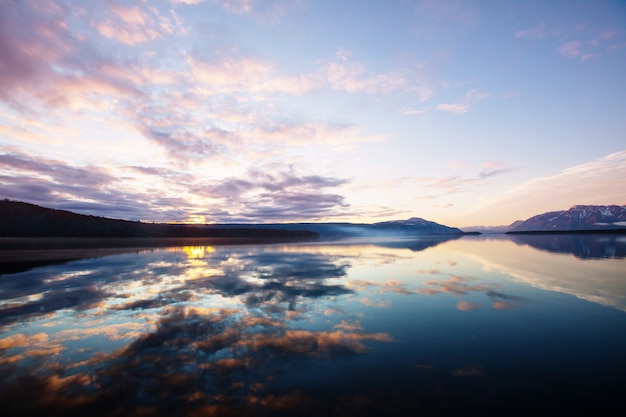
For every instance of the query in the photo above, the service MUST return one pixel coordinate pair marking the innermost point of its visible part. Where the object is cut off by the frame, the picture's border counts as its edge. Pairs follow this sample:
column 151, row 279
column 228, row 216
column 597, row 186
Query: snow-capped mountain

+ + + + + + +

- What to do: Exactly as written, give every entry again, but not the pictures.

- Answer:
For every instance of the query in the photo above, the service MUST return one pixel coordinate pair marking the innermost point of its visible part. Where the object is cut off by the frame, the picture's border counts as its edge. Pairs follow this sample:
column 151, row 279
column 228, row 216
column 597, row 186
Query: snow-capped mountain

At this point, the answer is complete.